(Source material)

^^^^

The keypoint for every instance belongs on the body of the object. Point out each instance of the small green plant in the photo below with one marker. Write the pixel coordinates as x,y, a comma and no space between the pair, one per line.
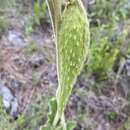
111,115
40,9
3,26
30,49
6,121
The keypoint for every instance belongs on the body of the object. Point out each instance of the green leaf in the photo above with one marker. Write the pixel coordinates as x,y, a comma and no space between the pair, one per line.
46,128
52,110
71,125
72,50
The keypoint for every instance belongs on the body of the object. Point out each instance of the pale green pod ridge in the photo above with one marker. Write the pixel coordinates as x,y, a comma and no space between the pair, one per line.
72,50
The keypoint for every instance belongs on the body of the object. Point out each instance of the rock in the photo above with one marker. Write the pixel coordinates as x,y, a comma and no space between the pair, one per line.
16,39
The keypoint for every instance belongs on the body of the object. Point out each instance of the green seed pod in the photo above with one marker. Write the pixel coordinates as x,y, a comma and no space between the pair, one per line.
72,48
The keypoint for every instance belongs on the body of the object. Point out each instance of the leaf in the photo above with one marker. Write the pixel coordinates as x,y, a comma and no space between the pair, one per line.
71,125
46,128
72,50
52,110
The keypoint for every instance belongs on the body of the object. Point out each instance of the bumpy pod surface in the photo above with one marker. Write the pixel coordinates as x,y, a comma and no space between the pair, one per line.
72,49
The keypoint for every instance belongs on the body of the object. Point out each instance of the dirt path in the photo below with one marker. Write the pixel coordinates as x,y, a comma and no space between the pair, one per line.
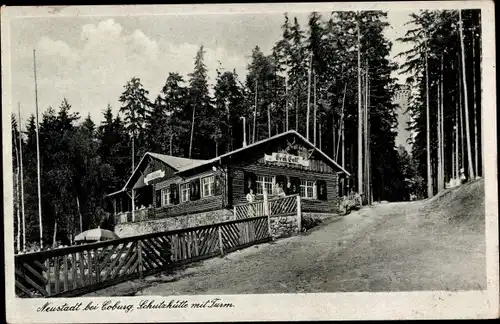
387,247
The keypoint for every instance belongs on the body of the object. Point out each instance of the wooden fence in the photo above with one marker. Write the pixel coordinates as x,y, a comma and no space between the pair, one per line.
273,207
81,269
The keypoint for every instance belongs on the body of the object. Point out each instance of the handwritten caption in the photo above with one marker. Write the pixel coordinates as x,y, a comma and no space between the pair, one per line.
118,305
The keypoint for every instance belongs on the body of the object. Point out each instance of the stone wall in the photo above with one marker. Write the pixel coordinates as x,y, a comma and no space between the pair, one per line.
173,223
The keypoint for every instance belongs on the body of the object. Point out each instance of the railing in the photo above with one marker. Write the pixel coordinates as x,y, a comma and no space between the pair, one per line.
272,207
81,269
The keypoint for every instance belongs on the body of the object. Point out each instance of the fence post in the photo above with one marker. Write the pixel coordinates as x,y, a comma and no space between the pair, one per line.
139,256
299,214
220,241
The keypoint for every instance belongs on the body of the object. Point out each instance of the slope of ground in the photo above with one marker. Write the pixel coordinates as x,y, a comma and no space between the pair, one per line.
461,207
435,244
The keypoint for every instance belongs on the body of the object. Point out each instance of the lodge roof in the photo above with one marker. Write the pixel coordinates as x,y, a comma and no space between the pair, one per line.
181,165
220,157
177,163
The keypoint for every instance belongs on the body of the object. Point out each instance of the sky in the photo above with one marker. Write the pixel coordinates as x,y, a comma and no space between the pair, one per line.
88,60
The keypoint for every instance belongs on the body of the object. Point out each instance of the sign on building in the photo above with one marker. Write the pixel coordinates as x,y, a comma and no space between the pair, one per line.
286,158
154,175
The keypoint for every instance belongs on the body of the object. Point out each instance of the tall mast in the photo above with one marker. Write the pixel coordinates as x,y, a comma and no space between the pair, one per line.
360,113
466,101
428,146
38,155
308,96
22,177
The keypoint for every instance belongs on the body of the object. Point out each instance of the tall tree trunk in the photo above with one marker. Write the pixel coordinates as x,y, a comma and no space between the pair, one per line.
367,149
308,96
341,129
440,169
54,238
466,101
320,136
461,119
428,146
18,209
192,132
79,213
315,112
269,120
296,103
286,102
255,111
456,176
476,151
441,127
22,181
360,122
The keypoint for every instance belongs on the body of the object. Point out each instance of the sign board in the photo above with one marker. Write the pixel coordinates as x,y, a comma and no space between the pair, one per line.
154,175
286,158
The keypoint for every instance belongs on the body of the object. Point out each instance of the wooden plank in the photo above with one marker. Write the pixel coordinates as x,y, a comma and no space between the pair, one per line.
115,261
139,259
74,279
24,289
65,272
56,274
220,241
38,275
31,282
49,284
97,268
81,265
129,254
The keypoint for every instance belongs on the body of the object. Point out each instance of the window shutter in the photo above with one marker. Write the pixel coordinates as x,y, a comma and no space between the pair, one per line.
174,194
321,189
253,178
217,184
194,190
295,185
281,180
250,182
158,198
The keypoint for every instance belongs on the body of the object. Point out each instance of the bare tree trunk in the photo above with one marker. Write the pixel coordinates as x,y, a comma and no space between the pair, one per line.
315,112
286,102
79,213
18,209
476,151
297,114
440,169
428,130
192,132
269,120
308,96
456,140
360,122
443,141
171,142
320,136
54,239
341,129
367,163
466,101
255,111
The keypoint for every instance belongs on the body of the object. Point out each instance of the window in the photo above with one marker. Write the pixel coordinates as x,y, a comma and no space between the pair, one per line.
184,192
308,189
265,182
207,186
165,196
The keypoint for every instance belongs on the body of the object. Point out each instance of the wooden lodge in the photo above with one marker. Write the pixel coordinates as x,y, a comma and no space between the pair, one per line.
166,186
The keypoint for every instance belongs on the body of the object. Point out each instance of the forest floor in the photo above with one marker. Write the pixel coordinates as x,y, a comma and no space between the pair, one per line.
433,244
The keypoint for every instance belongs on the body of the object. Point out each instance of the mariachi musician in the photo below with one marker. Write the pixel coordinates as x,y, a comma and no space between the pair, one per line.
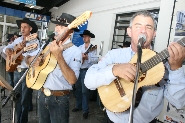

^^^^

▸ WRITTEN REQUEST: Please retype the material above word for word, everything from the line containing "of the forest" down to the end of the material, and leave out the pictures.

▸ TASK ANSWER:
The keypoint for every instance belongs on the body of the object. Point out each instance of the forest floor in the photo above with one marker. Write the pixel coordinates as x,y, a comma and no space between the pair, one per line.
433,244
The keypoint for every instance belongs on the body of the object. Point out each instance of the mariachi musician in the photo below with one marker. Write the pixel coordinates as x,y, a comma and no space between the pair, one per line.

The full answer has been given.